BEGIN

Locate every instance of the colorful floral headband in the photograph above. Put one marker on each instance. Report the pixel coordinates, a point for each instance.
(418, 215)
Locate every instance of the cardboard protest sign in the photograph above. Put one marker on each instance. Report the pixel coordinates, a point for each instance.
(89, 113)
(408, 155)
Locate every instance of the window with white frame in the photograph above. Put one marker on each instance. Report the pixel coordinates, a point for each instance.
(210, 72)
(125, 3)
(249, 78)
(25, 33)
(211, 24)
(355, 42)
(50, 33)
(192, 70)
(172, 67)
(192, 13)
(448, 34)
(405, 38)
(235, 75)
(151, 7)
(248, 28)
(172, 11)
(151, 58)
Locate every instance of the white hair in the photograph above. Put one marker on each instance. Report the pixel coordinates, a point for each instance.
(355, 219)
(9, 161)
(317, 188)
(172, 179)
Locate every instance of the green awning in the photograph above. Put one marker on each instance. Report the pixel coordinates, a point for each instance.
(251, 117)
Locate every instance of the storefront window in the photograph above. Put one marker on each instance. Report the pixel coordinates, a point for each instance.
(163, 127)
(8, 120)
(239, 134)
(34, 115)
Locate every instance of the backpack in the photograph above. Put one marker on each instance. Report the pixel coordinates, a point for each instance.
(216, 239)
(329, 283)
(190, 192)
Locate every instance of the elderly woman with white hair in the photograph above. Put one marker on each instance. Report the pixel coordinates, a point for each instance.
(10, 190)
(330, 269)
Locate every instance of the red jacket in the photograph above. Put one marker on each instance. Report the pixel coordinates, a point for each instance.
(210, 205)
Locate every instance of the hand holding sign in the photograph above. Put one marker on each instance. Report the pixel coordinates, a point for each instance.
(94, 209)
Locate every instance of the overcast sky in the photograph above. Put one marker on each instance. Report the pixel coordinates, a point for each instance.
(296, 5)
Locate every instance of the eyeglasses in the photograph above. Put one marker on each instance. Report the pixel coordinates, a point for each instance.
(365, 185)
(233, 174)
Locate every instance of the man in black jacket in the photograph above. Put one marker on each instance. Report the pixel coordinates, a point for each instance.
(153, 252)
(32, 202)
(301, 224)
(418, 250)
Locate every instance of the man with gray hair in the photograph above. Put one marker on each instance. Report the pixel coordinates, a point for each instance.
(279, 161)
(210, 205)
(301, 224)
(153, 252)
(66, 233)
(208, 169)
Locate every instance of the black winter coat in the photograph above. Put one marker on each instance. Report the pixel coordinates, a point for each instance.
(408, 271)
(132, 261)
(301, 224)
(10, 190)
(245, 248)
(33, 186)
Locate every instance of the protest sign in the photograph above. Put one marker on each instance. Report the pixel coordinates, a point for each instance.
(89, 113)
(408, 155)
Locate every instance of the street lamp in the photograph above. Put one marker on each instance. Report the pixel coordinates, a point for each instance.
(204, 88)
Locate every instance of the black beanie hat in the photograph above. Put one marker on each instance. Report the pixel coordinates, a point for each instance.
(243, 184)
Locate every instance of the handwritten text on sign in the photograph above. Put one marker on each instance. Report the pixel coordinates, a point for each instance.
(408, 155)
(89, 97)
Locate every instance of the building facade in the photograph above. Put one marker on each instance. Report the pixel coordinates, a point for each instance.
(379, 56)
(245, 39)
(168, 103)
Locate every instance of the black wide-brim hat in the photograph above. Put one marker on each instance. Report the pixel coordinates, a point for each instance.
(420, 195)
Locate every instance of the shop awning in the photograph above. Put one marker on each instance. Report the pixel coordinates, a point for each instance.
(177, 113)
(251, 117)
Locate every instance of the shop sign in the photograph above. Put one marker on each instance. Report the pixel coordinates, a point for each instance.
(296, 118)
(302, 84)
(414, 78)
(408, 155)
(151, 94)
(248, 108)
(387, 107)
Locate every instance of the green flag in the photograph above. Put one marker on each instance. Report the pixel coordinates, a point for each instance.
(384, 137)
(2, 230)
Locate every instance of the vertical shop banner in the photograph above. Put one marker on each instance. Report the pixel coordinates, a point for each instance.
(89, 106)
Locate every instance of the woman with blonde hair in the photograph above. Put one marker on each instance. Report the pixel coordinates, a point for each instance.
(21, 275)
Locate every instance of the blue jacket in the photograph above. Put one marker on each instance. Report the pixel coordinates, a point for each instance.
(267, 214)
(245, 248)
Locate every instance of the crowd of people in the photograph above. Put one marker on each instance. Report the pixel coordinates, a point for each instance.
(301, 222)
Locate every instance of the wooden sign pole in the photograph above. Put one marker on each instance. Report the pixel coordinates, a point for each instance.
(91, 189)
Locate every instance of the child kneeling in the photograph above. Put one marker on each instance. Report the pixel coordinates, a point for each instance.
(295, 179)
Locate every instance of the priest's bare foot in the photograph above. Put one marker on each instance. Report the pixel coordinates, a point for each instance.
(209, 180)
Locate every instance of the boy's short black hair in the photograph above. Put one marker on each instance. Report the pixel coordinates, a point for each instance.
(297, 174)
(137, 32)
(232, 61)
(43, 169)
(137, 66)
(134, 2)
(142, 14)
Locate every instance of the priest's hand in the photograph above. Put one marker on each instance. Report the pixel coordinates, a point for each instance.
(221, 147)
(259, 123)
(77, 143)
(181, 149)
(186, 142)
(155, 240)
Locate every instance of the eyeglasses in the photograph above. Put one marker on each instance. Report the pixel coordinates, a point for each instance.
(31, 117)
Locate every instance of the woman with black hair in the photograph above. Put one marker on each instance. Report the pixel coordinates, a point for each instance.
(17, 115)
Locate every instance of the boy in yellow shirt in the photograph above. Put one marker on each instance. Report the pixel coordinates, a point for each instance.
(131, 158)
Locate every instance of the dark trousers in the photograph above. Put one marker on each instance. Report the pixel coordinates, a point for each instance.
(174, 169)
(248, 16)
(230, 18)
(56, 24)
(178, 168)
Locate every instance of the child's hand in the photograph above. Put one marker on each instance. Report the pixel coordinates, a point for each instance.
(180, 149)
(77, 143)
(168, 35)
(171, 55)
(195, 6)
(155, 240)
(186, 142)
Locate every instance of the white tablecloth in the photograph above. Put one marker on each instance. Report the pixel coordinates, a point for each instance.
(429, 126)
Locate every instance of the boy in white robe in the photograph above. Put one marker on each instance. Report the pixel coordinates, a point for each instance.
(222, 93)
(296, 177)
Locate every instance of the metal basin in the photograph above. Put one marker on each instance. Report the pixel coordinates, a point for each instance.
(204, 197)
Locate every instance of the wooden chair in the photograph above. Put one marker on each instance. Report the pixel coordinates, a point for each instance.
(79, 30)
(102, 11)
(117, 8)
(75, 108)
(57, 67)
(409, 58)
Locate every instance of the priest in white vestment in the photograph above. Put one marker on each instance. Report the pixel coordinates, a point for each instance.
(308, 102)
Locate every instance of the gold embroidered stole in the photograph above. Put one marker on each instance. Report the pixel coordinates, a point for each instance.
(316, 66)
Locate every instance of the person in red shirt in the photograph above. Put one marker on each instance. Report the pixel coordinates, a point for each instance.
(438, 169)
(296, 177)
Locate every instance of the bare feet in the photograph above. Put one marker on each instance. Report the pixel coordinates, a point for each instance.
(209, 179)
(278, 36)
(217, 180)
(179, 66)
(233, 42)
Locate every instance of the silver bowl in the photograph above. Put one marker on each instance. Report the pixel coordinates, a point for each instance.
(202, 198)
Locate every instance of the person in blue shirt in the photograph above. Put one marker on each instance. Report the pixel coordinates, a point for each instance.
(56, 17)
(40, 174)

END

◆ **TASK DIRECTIONS**
Extract every line of the records above and reproduce each one verbatim, in its original order.

◆ **IN RESPONSE**
Locate every instance of the colorful floral headband in the photograph above. Put one marker on each instance. Report the pixel coordinates, a point for each instance.
(418, 215)
Locate every instance of the cardboard protest sign in the photograph above. Put one marker on each instance. Report the pixel coordinates, a point for each instance.
(89, 113)
(408, 155)
Locate every instance of the window with white frame in the photograph above. Put one marker on each instance. Report the pixel coordinates, a point for each instance.
(210, 72)
(125, 3)
(249, 78)
(25, 33)
(211, 24)
(355, 42)
(50, 33)
(192, 70)
(172, 67)
(192, 13)
(448, 34)
(405, 38)
(235, 75)
(151, 7)
(248, 28)
(172, 11)
(151, 58)
Locate every instance of the white hair in the photograph above. Put one marker on each instance. Report the pixel coordinates, a point for each instance.
(355, 219)
(9, 161)
(317, 188)
(172, 179)
Locate every instance of the green awning in the photograph above. Put one marker on each instance. Report the pixel coordinates, a point for each instance.
(251, 117)
Locate every instance of the storefront window in the photograph above. Put one marker on each instance. Report the pixel coordinates, a point for each instance.
(163, 127)
(8, 120)
(239, 134)
(34, 115)
Locate every instance of the backpack in the photograph above. Put one marker on each instance. Report the pixel coordinates, a point for each instance.
(216, 239)
(329, 283)
(190, 192)
Locate every instance of the elderly woman with white hair in the photograph above. Put one marker on each instance. Report the pixel coordinates, a point for each instance.
(10, 190)
(330, 269)
Locate every instance of the red jacket in the photograph above. Put one marker on each instance. Report the pixel coordinates, a point for each instance.
(210, 205)
Locate every instance of the hand holding sign in the photograph above. Put one marker on each instance. Report the pixel coordinates, a point for each instance.
(94, 209)
Locate every instance of the overcast sky in the photograph above. Put one marker on each instance. Report the pixel coordinates, a point for each instance.
(296, 5)
Locate every instance of the eyeglasses in the photograph above. Put one marker on each instance. Report the pixel coordinates, a point for each instance.
(365, 185)
(233, 174)
Locate every instance of the man in black jacket in the photograph above. Put one marker on each instance. Report the pixel coordinates, a point for each instance.
(153, 252)
(32, 202)
(301, 224)
(418, 250)
Locate every instance of the man with gray hair in the photograph above. Put one marker on each instance. Report the pixel coordinates, a point for each instance.
(279, 161)
(210, 205)
(301, 224)
(153, 252)
(66, 233)
(208, 169)
Locate every instance of the black winter coat in the photograph above. Put one marker on each instance. Report the pixel coordinates, a point for each instance.
(408, 271)
(132, 261)
(301, 224)
(10, 190)
(245, 248)
(33, 186)
Locate every instance of the protest sign in the photograph above. Put one marker on each instance. Report the pixel coordinates, a point for each instance.
(89, 113)
(408, 155)
Locate every instance of the street lamp in the photograph above. Put one marker on each instance. Report the pixel coordinates, a point for each instance.
(204, 88)
Locate every instance of the black beanie hat in the photograph above. Put one marker on each instance. Report the pixel coordinates, a point for each instance.
(243, 184)
Locate every instance of the handwritten text on sign in the photograph above. Put one marker on each instance. Report the pixel coordinates, a point for each instance.
(408, 155)
(89, 97)
Locate every instance of the building facade in the photograph above. Put one marker on each instance. Report the pixel coordinates, a point for each instance.
(379, 56)
(245, 39)
(168, 103)
Locate every instance of the black wide-brim hat in the photograph above. Put one marker on each instance. Report the pixel coordinates, a point for each instance.
(420, 195)
Locate every instance of the shop awning in the photograph above. Put one marker on each instance. Report the pixel coordinates, a point for each instance.
(177, 113)
(251, 117)
Locate every instance of the shop sign in the photograph above. Put one marker on each instance. Report the pixel coordinates, a point for each instance.
(296, 118)
(302, 84)
(414, 78)
(408, 155)
(151, 94)
(248, 108)
(387, 107)
Locate every instance of the green flag in the photograph above. Put one marker on each instance. Report the pixel coordinates, a point for each instance.
(384, 137)
(2, 230)
Locate every instance of the vertical shop banner in the photograph above. Put one marker on each instance. Report the pixel coordinates, a point for each instance.
(89, 106)
Locate every instance of the woman with blonde hair in the photograph above. Put one marker on each instance. Report the pixel coordinates, a point for each instance.
(21, 275)
Locate every instance of the blue jacket in the photograph above. Put one marker on each instance. Report the pixel coordinates, a point for each instance.
(267, 214)
(245, 248)
Locate every instance of the crowd of people in the photograph above. Put one marker on each instance. Report the pixel coordinates, a point for each instance.
(301, 222)
Locate every instance of the wooden sign pole in the photograph above. Put one marker on each instance. Report the pixel coordinates, a point for each instance.
(91, 189)
Locate every instance of the child kneeling in the photograph above. Put one marker on each instance. Report the pixel coordinates, a point for each instance.
(295, 179)
Locate every instance of the priest's bare foot in the photograph above. Put one marker on each instance. Report the pixel coordinates, a point for each instance.
(209, 180)
Locate every instance of the boy's short black hair in the photograph above. Put one marker on each instance. Report the pixel coordinates, a point for each instance.
(297, 174)
(137, 32)
(232, 61)
(43, 169)
(137, 66)
(134, 2)
(142, 14)
Locate every instance of the priest's hand in the photograph above. Put one marker on each instance. Report the pixel coordinates, a point for each instance.
(221, 147)
(259, 123)
(77, 143)
(181, 149)
(186, 142)
(155, 240)
Locate every instance of the eyeglasses in the photograph above. Put one marker on each instance. Report the pixel coordinates, a point for each instance.
(31, 117)
Locate every instance of the woman with black hair in the photograph above. Put one marker on each instance. Report the pixel coordinates, a point for each instance.
(17, 115)
Locate every instance of the boy in yellow shirt in the photograph above. Put one marker on each instance. Report the pixel coordinates, a point for each instance.
(131, 158)
Locate every instance of the dark trousers in the photograph above. Put one marker on each instance. Report the pixel coordinates, a point for each instance.
(174, 169)
(248, 16)
(230, 18)
(56, 24)
(178, 168)
Locate every instance of the child's hand in the photograph above. Put one marker on each instance. Report the pixel coordinates, a point for each instance.
(180, 149)
(77, 143)
(168, 35)
(171, 55)
(195, 6)
(155, 240)
(186, 142)
Locate every instance of the white tablecloth in the photograph above. Put one marker on each instance. Report the pixel coordinates, a point for each instance.
(429, 126)
Locate every instance of the boy in white robe in the photograph above. Put one marker on each instance. Report the pixel coordinates, a point for each instance.
(222, 93)
(296, 177)
Locate every instance of the metal basin in the photograph above. Put one marker on each instance. Report the pixel coordinates, a point for each instance.
(204, 197)
Locate every instance of the wooden chair in the photograph above. Put one marker on each instance. Report the pixel coordinates, a point for each instance.
(79, 30)
(102, 11)
(117, 8)
(75, 108)
(57, 67)
(409, 58)
Locate every instance of the priest in white vestment in the photograph above. Put one marker on each instance. Report the pixel coordinates, a point for each instance.
(308, 102)
Locate every instance of the gold embroidered stole in the photograph above. Put one marker on each instance. Report the pixel coordinates, a point for each instance.
(316, 66)
Locate every instance of the person in red shirt in the photograph above. Put one marker on each instance. Report the pixel coordinates, a point for each instance.
(438, 169)
(296, 177)
Locate every instance of the bare feet in the photograph above. Put one marker on each instance. Report the pixel coordinates, a point for each instance.
(209, 179)
(278, 36)
(217, 180)
(179, 66)
(233, 42)
Locate every instance of the silver bowl in the photograph above. Put one marker on each instance. Report the pixel coordinates, a point for each instance.
(202, 198)
Locate every instance of the person in blue shirt in the photograph above. Put one marker on each instance. Report the pixel coordinates, a point for each instance.
(56, 17)
(40, 174)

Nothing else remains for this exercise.